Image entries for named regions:
---

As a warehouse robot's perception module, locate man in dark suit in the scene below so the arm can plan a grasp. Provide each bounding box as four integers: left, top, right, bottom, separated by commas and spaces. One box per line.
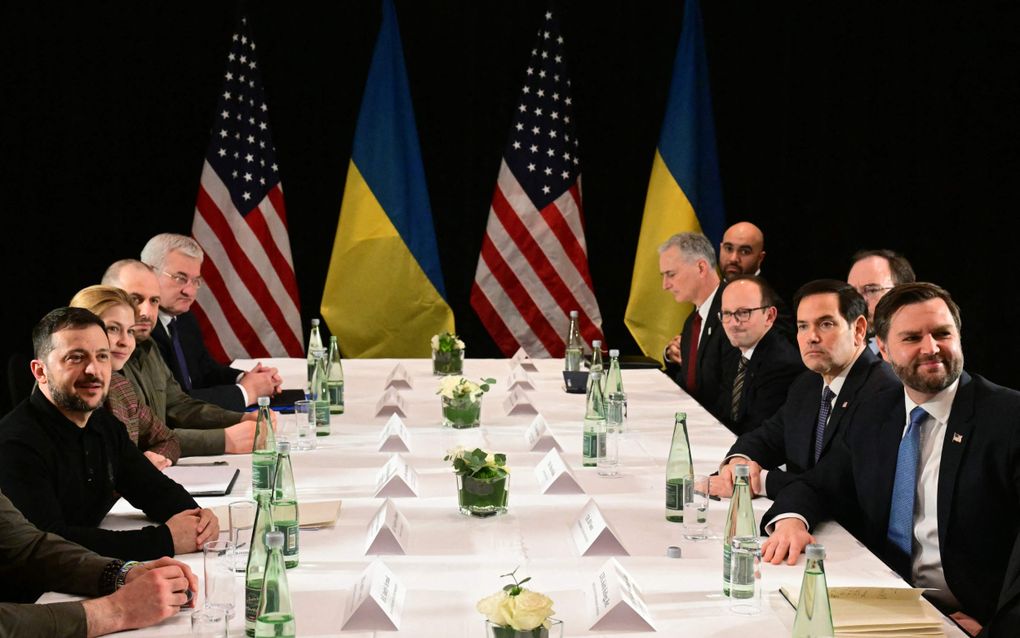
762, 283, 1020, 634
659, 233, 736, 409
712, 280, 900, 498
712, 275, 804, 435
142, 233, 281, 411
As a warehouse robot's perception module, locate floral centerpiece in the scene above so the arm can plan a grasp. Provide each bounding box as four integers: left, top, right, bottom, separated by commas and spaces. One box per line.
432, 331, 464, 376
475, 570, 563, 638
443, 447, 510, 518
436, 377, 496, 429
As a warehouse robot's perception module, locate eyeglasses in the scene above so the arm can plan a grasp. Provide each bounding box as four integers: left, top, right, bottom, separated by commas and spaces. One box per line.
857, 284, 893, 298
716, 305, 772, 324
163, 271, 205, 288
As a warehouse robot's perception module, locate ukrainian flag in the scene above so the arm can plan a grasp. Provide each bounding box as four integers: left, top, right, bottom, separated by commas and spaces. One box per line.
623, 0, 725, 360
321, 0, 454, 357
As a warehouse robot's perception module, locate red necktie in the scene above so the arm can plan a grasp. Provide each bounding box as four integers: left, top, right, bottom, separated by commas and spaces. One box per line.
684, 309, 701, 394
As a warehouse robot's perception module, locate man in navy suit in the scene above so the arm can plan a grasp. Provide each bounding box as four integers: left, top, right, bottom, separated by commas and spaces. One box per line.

---

What needs to be done: Format the material from its first line up to and including the line with "142, 233, 281, 411" as a Markdown table with the columns No. and Entry, numbering each non-blank line. Omit the pictures.

Answer to the exercise:
| No. | Entry |
|---|---|
| 1 | As a warehouse robot's perception module, locate man in dark suit in the scene below so the arm can plan a grasp. Provide each bounding box as four integers: left, top, right, bottom, separated by commas and spaces. One box per line. |
| 2 | 762, 283, 1020, 634 |
| 3 | 659, 233, 736, 409 |
| 4 | 712, 280, 900, 498 |
| 5 | 712, 275, 804, 435 |
| 6 | 142, 233, 281, 411 |